TO DO:
(1) List the kinds of voters that the pheasant cooking account says were probably few among the website's readers.
(2) Continue the pheasant cooking account from the point where it stops.

EXCERPT:
========================================================================

I assumed that it had to be plucked, and amused myself with repeating the old tongue-twister:

I'm not a pheasant plucker, I'm a pheasant plucke’rs son,
I'm only plucking pheasants ‘till the pheasant plucker comes.
I'm not a pheasant plucker, I'm a pheasant plucke’rs mate,
I'm only plucking pheasants 'cos the pheasant plucker’s late.

Say it very fast in a South London accent.

I wasn't sure what to do, so I did some Googling and came across a splendid website: www.shootingtimes.co.uk. This is not a politically correct website. I got the distinct impression that there weren't many Labour, Liberal or Green voters among its readership. I might have been intruding. There is an excellent video of a chap skinning a pheasant. They don't need to be plucked, you can skin them like a rabbit. Compared to rabbits, they are a doddle.

The demo also gave a useful tip for getting the leg tendons out using a pair of pliers. It improves a pheasant’s legs no end. As it now had nice legs, I called my pheasant Kylie. I've added pliers to my collection of kitchen utensils.

So I skinned my pheasant. But I slipped and there was pheasant everywhere. It took me half an hour to clean up the kitchen and all my clothes had to go into the washing machine, after treatment with stuff designed to remove “unpleasant stains”. These were un-pheasant stains. I'll get it right next time.

For some reason, I've kept the tail-feathers, they might come in handy for playing Cowboys and Indians.

Pheasant parts

One skinned pheasant. Quite a big bird, too. And with provenance. It probably once belonged to a local Lord or even Prince Charles. Far too much for one person for one meal, so I chopped it in half. Straight down the backbone. I had a game of two halves.

I had a debate with myself: Is it morally right to eat pheasant on two consecutive days? Of course it is. I'm top of the food chain. I can do what I like as long as it's legal. There isn't an Eating Pheasant (two days running) Act.

Unusually for me, I developed a plan. Half of the bird would be casseroled and I would use some of the liquid to make sauce for the other half, which would be roasted.

So, I made dinner of casseroled pheasant. I used my usual carrot and onion as a basis. Some button mushrooms and half a red pepper got chopped up and went in the pot. I used a chicken stock cube, some dried herbs and a squirt of tomato puree.

Because it was a “one pot” job, I peeled and cut some potatoes into thick slices and they went in as well. I topped it up with water, gave it all a stir and stuck it in the oven at 200 (Celsius). I left it for well over an hour and a half and it was delicious. The meat fell of the bone and the juice and vegetables were a delight. I saved the sauce and vegetables that were left in the casserole dish. The meal was accompanied by a full bodied Spanish red wine that was on special offer in one of the discount supermarkets.

========================================================================

DATA EXCERPTS:
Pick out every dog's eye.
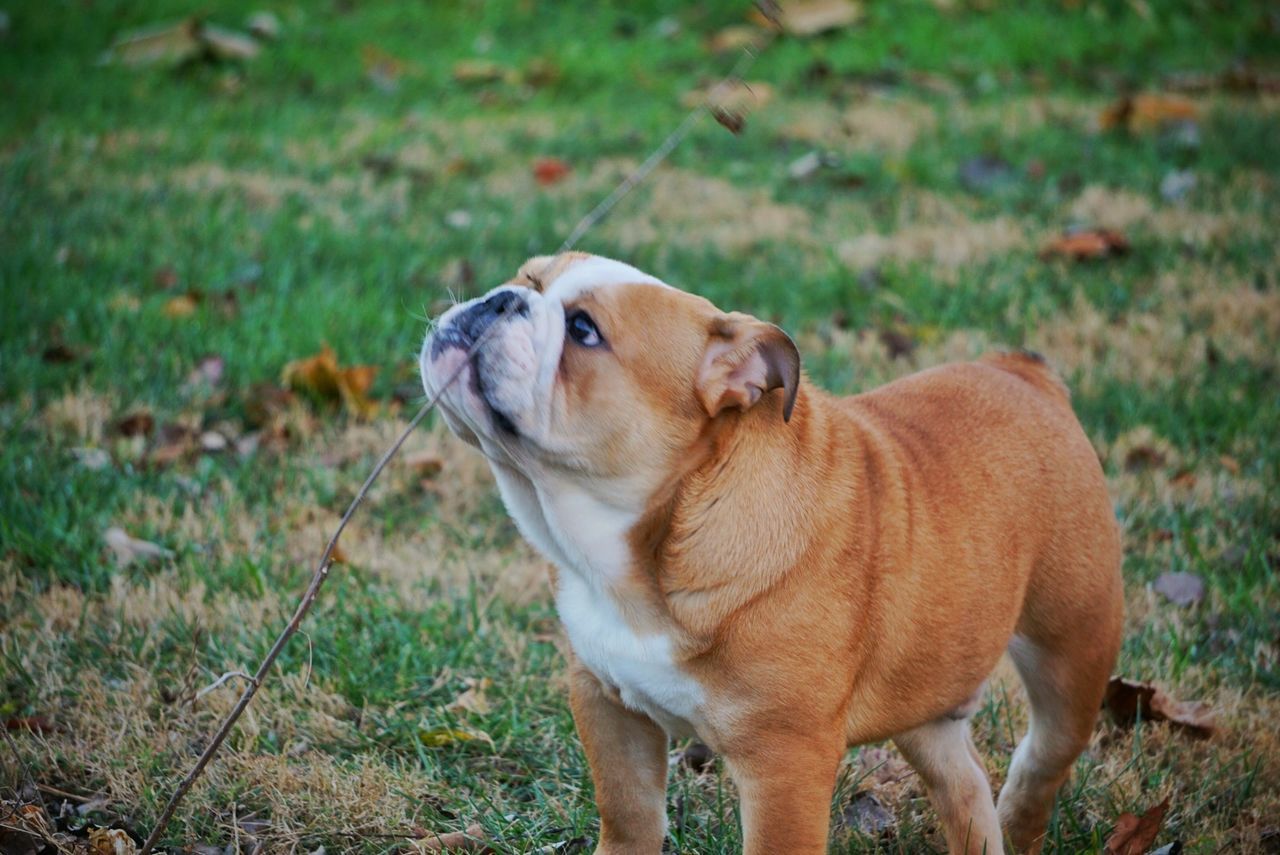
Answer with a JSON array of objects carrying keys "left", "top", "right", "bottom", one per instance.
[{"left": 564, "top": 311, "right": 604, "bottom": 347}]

========================================================================

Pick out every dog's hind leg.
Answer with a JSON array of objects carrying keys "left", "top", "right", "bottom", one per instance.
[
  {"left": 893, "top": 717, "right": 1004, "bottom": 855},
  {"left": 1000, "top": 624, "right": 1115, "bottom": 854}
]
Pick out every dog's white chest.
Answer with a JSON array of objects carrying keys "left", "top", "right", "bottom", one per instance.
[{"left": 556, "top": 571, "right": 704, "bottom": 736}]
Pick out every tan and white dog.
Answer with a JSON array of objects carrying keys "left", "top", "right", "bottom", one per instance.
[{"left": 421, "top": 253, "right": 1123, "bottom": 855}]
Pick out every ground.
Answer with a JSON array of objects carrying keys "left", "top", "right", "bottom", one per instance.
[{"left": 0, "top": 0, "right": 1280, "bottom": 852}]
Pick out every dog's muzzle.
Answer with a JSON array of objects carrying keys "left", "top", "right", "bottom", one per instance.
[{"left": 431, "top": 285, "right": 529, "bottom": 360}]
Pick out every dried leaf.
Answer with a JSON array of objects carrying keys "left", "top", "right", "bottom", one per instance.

========================================================================

ANSWER SET:
(1) Labour voters, Liberal voters and Green voters.

(2)
The following day I went back to the supermarket, to buy some more of the wine before they inevitably ran out of it. There were eight bottles left. I asked the manager for a case discount. I've learned in life that if you don't ask, you don't get, but be polite about it. “A case is twelve bottles” he said. “Find me another four, then” I said, with a grin. He is a good man. I got my 10% off an already heavily discounted price.

It got better than that. He showed me an “own label” beer and told me what it actually was. “You're having me on” I said. He challenged me to try some. There and then. I recognised it and it was very good. I bought a case and I'd found a new friend. The pheasant was free, but I'd spent two weeks Disability Living Allowance on the “accompaniments”. If anyone from the Department for Health and Social Security is reading this, I'm definitely Disabled, I'm definitely Living and the Allowance isn't enough. Please send more.

So, the following day it was pheasant time again. This time roasted.

Now, pheasants haven't got much fat on them. If you are roasting them, you actually have to add fat otherwise they will be too dry. With a whole bird, wrap it in bacon and shove a large knob of butter into the cavity. I had half a bird and did something similar.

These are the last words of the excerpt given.